_Written tasks:_
1. In the baseball post, what win-loss record and win percentage does the ESPN.com listing show for the New York Yankees?
2. Carry the baseball post forward from its final sentence in the same voice and style.

_Text shown:_
---------------

I’m sitting here looking at the box scores again. It’s early in this 2004 Major League baseball season, and there’s still plenty of time for it to be anyone’s ballgame, so it’s more force of habit than anything else. The excitement of the early season catching up to me.
It’s literally still anyone’s ballgame. Well, with the exception of Montreal, perhaps…but then, I’d be forced to recognize them as an actual Major League-caliber team, and they’ve long since become the lame duck of the league. Better to pin your hopes on the Birmingham Barons luring Jordan back to the fold than to waste a dollar betting on the Expos going anywhere in the post-season than the back of a moving van headed for Pennsylvania Avenue.
I peer down the column for the American League East, and notice an anomaly. You see, I’m not a regular stat-checker, a once-a-weeker at best.
But there it is, in black and white…or, as in this case, full ESPN.com color:
New York Yankees. 9 wins, 11 losses. .450 win percentage.
A full four games out of first place.
I’m flabbergasted, stupified, hornswaggled. I’m flummoxed and flangled and dumbfounded. I’m almost nearly speechless. I’m certainly out-of-sorts.
The unbeatable, indefatiguable Yankees. The Pinstripes of Despair. The Evil Empire. Brought low by the likes of mere mortals?
The team most guaranteed a spot on the Dynasty Hall of Fame, the squad more amazing than Spider-Man and more incredible than the Shrinking Woman, handed 11 losses as easily as Warren Sapp hands out butt-whoopin’s, and Michael Jackson hands out hush money?
Surely there’s some mistake here. Someone was obviously monkeying around with the database, and swapped out the records of the Yankees and Red Sox.

---------------

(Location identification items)
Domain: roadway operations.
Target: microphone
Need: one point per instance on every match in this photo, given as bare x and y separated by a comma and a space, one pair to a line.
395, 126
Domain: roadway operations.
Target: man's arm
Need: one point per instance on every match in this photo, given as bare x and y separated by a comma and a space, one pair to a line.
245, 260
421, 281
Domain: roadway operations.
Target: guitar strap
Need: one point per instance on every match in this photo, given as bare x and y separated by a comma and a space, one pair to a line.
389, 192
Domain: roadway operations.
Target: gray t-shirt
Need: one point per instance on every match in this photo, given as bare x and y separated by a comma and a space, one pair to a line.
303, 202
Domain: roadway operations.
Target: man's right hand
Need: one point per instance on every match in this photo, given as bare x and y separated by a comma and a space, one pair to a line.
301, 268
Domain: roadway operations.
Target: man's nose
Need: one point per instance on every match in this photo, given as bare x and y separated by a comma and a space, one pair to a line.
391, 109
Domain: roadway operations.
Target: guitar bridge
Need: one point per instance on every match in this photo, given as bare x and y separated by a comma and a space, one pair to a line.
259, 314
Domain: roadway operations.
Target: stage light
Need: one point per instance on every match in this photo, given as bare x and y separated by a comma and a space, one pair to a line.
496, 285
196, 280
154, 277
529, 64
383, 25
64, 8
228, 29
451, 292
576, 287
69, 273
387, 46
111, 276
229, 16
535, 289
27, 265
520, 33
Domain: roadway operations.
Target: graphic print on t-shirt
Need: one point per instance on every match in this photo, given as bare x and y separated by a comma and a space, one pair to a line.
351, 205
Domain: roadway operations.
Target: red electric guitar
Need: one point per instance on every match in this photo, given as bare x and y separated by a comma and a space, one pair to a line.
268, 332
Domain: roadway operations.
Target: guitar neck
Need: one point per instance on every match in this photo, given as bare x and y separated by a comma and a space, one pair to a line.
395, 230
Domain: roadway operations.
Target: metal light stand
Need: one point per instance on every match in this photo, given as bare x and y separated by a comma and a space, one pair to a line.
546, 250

---------------

_Per-task outputs:_
1. 9 wins, 11 losses, and a .450 win percentage.

2.
I checked. It ain’t.
This should be the happiest moment of my life.
So why do I feel so…empty?
For some reason, I always envisioned this moment being more grand, more epic. Along the lines of watching the Death Star explode into millions of tiny shimmering shards, or the death of Osama bin Laden live on Pay-Per-View.
This would be the defining moment for me, and my family of millions, who are all sick and tired of being told that the Yankees are “America’s Team.” The moment when the Mighty Titans of Payroll Abuse would fall upon hard times, and I clamored for it. I savored it in my mind, and imagined how sweet the nectar of Yankee loss would seem when it finally arrived.
Instead, I’m faced with a proposition I’d never considered.
Maybe it wouldn’t matter at all.
I grew up in a Yankee-hating household. Born, bred and raised.
It’s not like I lived in Boston, where Yankee-hating is practically the accepted pastime. No, I was born in St. Louis, as far from a Yankee-hating town as can possibly be. St. Louis isn’t even in the same league, for God’s sake, and I don’t even mean talent-wise.
But believe it when I say, hating New York? Oh, that, my friends, is in our blood.
My father was a New York hater from back in the day. Old school seething rage. There’s really no similar comparison of the scope of his ire, until you start to look towards the Middle East Gaza strip. That’s how deep it went.
Some kids get told by their parents that they’ll be disowned for taking drugs, or engaging in homosexuality, or marrying outside their color line. I can’t even explain to you how preferable any of those options would have been to my father, so long as I didn’t ever wear a Goddamned Yankee hat in his presence.
And so it went. I grew up a Cardinal fan. We had some good years (1982, 1985 and 1996 spring to mind) and some not-so-good (1990-1993, among others). My allegiance has never strayed. And for some reason, even though I’ve savored the fall of the Once-Mighty Mets on several occasions, I’ve had little chance to taste sweet Yankee failure.
Until now.
So why does it taste so…meh?
Is it because I know it can’t last? That the Yankees will be a brisk .600 by the All-Star break, and on pace to take the division? Maybe.
Is it because I know Steinbrenner will do something else equally drastic, like fire everyone he’s ever met, regardless of whether or not they work for him? Perhaps. I’m honestly surprised he hasn’t put in an offer to steal Bill Rancic away from The Donald yet.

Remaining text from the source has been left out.